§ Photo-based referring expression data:
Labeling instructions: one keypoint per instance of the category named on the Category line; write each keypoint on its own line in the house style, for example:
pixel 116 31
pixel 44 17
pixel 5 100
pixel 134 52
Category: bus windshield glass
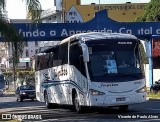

§ Your task:
The lines from the one that contains "pixel 5 100" through the end of the data, repeated exactly and with no pictures, make up the whole answer.

§ Exercise answer:
pixel 5 100
pixel 134 52
Category: bus windshield glass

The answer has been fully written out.